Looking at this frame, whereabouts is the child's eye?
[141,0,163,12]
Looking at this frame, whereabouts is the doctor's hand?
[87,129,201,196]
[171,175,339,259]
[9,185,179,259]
⁂
WHAT YOU HAVE TO DO
Express all of the records above as a numbered list, omitting any blank lines.

EXERCISE SOLUTION
1. Looking at this frame, whereabouts is the child's eye?
2. [141,0,163,12]
3. Looking at this frame, whereabouts is the doctor's hand?
4. [87,129,201,196]
5. [171,175,339,259]
6. [9,185,179,259]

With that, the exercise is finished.